#### SUPPLIED MATERIAL ####
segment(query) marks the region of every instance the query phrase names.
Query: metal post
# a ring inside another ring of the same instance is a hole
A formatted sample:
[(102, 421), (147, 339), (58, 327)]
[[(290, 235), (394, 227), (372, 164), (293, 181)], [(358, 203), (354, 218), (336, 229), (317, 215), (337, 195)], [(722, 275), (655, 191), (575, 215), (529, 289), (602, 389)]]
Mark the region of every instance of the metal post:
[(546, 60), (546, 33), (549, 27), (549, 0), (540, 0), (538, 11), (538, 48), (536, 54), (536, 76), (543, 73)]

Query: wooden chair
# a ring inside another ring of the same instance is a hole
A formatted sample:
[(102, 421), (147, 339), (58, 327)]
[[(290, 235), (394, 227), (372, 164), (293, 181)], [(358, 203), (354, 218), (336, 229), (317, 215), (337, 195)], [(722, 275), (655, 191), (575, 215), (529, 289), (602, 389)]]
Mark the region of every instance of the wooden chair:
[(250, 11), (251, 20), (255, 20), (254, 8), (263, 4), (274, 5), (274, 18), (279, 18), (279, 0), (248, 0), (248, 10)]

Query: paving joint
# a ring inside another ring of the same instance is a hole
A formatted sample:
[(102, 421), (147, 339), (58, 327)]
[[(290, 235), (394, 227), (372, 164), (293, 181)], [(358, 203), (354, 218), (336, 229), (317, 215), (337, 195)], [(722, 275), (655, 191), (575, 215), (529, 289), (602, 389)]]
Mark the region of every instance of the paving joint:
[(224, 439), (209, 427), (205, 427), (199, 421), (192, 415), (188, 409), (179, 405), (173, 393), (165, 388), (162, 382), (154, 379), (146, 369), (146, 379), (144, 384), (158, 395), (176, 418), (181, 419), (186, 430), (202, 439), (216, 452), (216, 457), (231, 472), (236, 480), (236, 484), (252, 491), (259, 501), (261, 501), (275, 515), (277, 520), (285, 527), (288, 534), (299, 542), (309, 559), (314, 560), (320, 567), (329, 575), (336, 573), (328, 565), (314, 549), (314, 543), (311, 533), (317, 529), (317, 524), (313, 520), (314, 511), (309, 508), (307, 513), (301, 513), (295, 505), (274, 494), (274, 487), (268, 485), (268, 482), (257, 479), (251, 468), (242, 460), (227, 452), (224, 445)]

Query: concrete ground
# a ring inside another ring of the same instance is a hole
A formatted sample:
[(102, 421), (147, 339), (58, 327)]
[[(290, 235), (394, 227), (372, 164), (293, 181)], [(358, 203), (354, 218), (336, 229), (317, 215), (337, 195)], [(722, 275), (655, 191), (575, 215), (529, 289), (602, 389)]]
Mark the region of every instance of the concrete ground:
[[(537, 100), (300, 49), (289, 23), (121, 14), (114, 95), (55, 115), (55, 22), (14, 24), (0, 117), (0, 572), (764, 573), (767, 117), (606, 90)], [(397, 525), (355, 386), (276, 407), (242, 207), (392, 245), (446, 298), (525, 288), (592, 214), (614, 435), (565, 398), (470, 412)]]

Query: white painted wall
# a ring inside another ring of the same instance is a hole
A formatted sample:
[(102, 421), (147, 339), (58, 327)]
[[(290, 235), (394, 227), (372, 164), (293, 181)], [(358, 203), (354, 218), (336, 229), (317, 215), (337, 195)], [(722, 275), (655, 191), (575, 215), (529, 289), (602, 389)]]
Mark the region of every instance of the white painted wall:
####
- TASK GOAL
Can you transcribe all of the lines above verbatim, changing nothing?

- OUTPUT FOR THIS EXERCISE
segment(query) marks the region of every instance the query phrase names.
Query: metal post
# a ring inside another ring of the same instance is a hole
A formatted sample:
[(102, 421), (147, 339), (58, 327)]
[[(290, 235), (394, 227), (372, 164), (293, 181)], [(358, 203), (354, 218), (336, 229), (317, 215), (337, 195)], [(722, 275), (655, 191), (575, 215), (529, 289), (602, 389)]]
Mark the region of every instance of the metal post:
[(546, 60), (546, 33), (549, 27), (549, 0), (540, 0), (538, 11), (538, 48), (536, 54), (536, 76), (543, 73)]

Query: wooden chair
# a ring inside another ring of the same instance is a hole
A formatted sample:
[(102, 421), (147, 339), (58, 327)]
[[(290, 235), (394, 227), (372, 164), (293, 181)], [(358, 203), (354, 218), (336, 229), (317, 215), (337, 195)], [(722, 275), (655, 191), (575, 215), (529, 289), (602, 389)]]
Mark the region of every instance of the wooden chair:
[(250, 11), (251, 20), (255, 20), (254, 8), (263, 4), (274, 5), (274, 18), (279, 18), (279, 0), (248, 0), (248, 10)]

Query: paving joint
# a ring inside another ring of the same instance is a hole
A formatted sample:
[(102, 421), (147, 339), (58, 327)]
[[(290, 235), (394, 227), (372, 164), (293, 181)], [(358, 203), (354, 218), (336, 229), (317, 215), (337, 195)], [(722, 275), (655, 191), (575, 215), (529, 289), (602, 389)]]
Mark the region of every instance of the paving joint:
[(224, 439), (209, 427), (205, 427), (199, 421), (192, 415), (188, 409), (179, 405), (173, 393), (165, 388), (162, 382), (154, 379), (146, 369), (146, 379), (144, 384), (158, 395), (176, 418), (181, 419), (186, 430), (202, 439), (216, 452), (216, 457), (231, 472), (236, 480), (236, 484), (252, 491), (259, 501), (261, 501), (275, 515), (277, 520), (285, 527), (288, 534), (299, 542), (309, 559), (314, 560), (320, 567), (329, 575), (336, 573), (328, 565), (314, 549), (314, 543), (311, 533), (317, 529), (317, 524), (313, 520), (314, 511), (309, 508), (307, 513), (301, 513), (295, 505), (274, 494), (274, 487), (268, 485), (268, 482), (257, 479), (251, 468), (242, 460), (227, 452), (224, 445)]

Query: concrete ground
# a ring inside another ring of the same instance is a hole
A formatted sample:
[(102, 421), (147, 339), (58, 327)]
[[(290, 235), (394, 227), (372, 164), (293, 181)], [(358, 203), (354, 218), (336, 229), (317, 215), (337, 195)], [(722, 275), (655, 191), (575, 215), (529, 289), (602, 389)]]
Mark the region of every instance of the concrete ground:
[[(537, 100), (300, 49), (289, 23), (121, 14), (114, 95), (55, 115), (55, 22), (14, 24), (0, 117), (0, 572), (764, 573), (767, 117), (606, 90)], [(397, 525), (355, 386), (276, 407), (242, 207), (392, 245), (446, 298), (525, 288), (592, 214), (614, 435), (565, 398), (470, 412)]]

Query: white painted wall
# a ring inside another ring of the same instance is a hole
A formatted sample:
[(102, 421), (147, 339), (58, 327)]
[[(290, 235), (394, 227), (372, 164), (293, 181)], [(358, 203), (354, 218), (336, 229), (317, 215), (337, 195)], [(722, 275), (655, 191), (575, 215), (529, 289), (602, 389)]]
Mark the region of every instance of the white painted wall:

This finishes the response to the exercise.